#### Objetivo planteado A
Según el texto sobre María Teresa en América, ¿en qué año llegó Corpus Barga a Perú?
#### Objetivo planteado B
Reproduce con total fidelidad el fragmento del texto sobre María Teresa en América que empieza en "Continuarían los viajes, el" y sigue hasta "celebrar su venida.".
#### Objetivo planteado C
Prosigue el texto sobre María Teresa en América a partir de su última oración.

#### Texto de lectura

- - - - -

DOÑA OLIVA EN AMÉRICA
NO acabaría ese año de 1947 sin una aplaudida intervención de María Teresa en su periplo argentino durante una conferencia organizada por Amigos del Arte de Rosario que la autora riojana tituló «Quién era la Dulcinea del Toboso»[475].
Continuarían los viajes, el trabajo callado y también los encuentros con amigos dispersos por el continente o con viejos compañeros que abandonaban Europa. La llegada de Corpus Barga a Perú en 1948 desató gran entusiasmo en la escritora que trató por todos los medios de organizarle una gira por Argentina y celebrar su venida.
«Querido Corpus!
»¡Tú en América! No te perdonará Dios ni nosotros si no vienes a la Argentina. Ya he hablado con una especie de Asociación de Intelectuales Españoles para que patrocinen tus conferencias. Claro que nuestra pobreza no puede cubrirte el viaje hasta aquí pero te garantizamos el teatro lleno y muchos miles de pesos. Nos dicen que vas a ir a Chile, luego, lógicamente tu camino será éste. Dinos para cuándo llegarás, temas de las conferencias, etc. Así hizo León Felipe y no le fue nada mal. Yo te aconsejo que llegues aquí. Hoy escribo a Montevideo a Bergamín para contratarte allí algunas conferencias. Pero necesitamos los temas. Y nada más, porque ésta es una urgentísima carta conminatoria. Lo demás lo hablaremos cara a cara»[476].

- - - - -

#### Segmento de datos
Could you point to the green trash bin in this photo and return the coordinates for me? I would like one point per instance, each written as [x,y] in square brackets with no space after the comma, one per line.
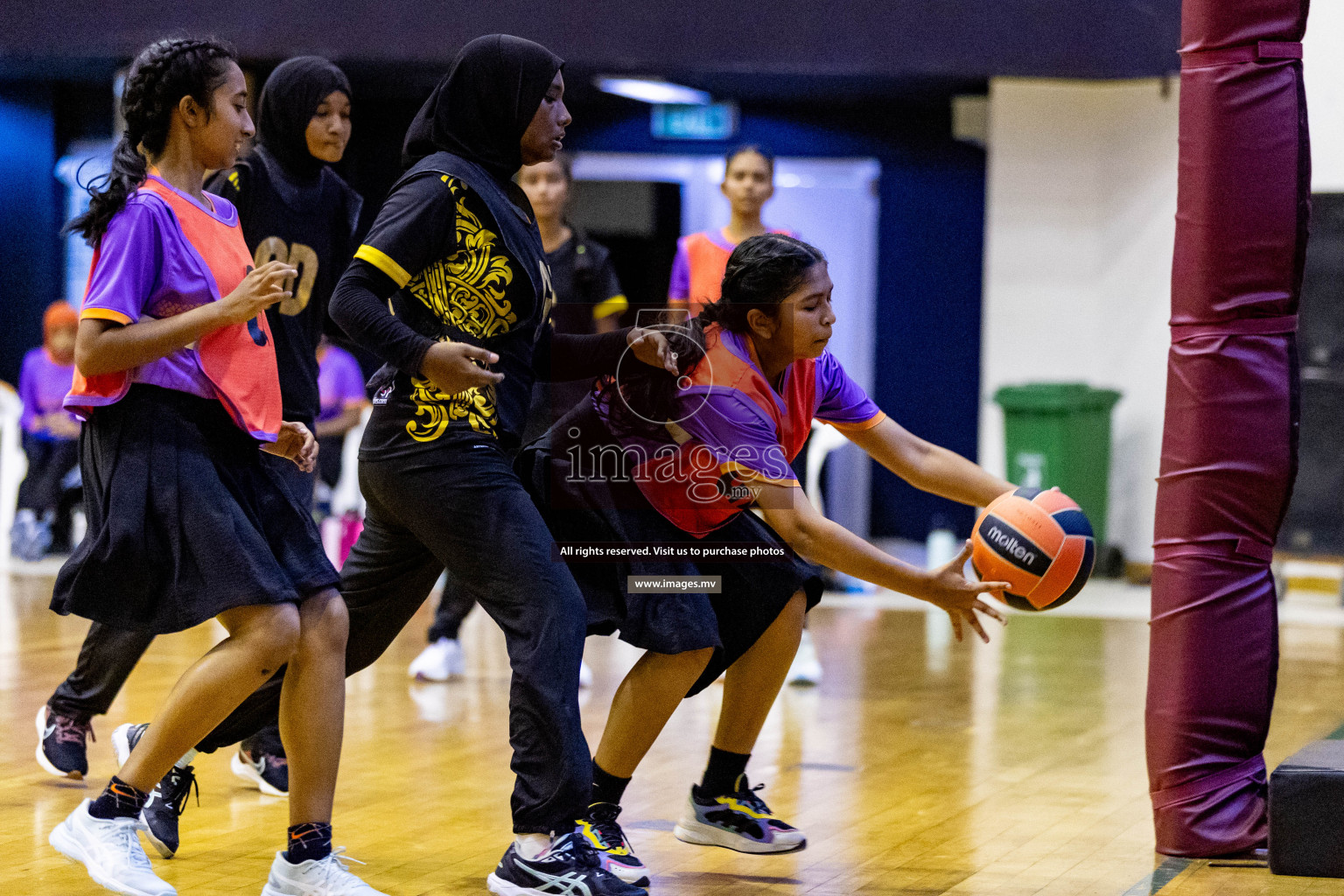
[1058,434]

- - - - -

#### Respuesta escrita A
En 1948.

#### Respuesta escrita B
Continuarían los viajes, el trabajo callado y también los encuentros con amigos dispersos por el continente o con viejos compañeros que abandonaban Europa. La llegada de Corpus Barga a Perú en 1948 desató gran entusiasmo en la escritora que trató por todos los medios de organizarle una gira por Argentina y celebrar su venida.

#### Respuesta escrita C
Por esta carta manuscrita, fechada en Buenos Aires el 16 de junio de 1948, sabemos que ha habido movimientos de antiguos amigos y camaradas, desde la visita peregrina de León Felipe, exiliado en México desde 1938, a la presencia cercana de José Bergamín, que tras su destierro mexicano y un breve periodo en Venezuela, llevaba tres años instalado en Montevideo, donde permanecería hasta 1954. Pese a la situación de «pobreza» a la que alude nuestra escritora, los Alberti seguían disfrutando de La Gallarda en las costas de Uruguay. Es precisamente ese rincón familiar el que María Teresa ofrece de nuevo, meses más tarde, a Corpus Barga para que pase la Navidad con ellos si, por fin, se anima a viajar a Argentina: «te recordamos mucho y queremos que insistas en venir a Buenos Aires […]. Figúrate la de cosas que tenemos que contarnos. Si vinieses para el mes de diciembre podríamos pasar las Navidades juntos en Punta del Este donde tenemos una casita funcional para la poesía. Entre los pinos del jardín, al final del terreno, hay una habitación aislada que te ofrecemos encantados. Yo estoy esperando a mi madre que llegará de España de un momento a otro. ¡Estoy tan emocionada!»[477].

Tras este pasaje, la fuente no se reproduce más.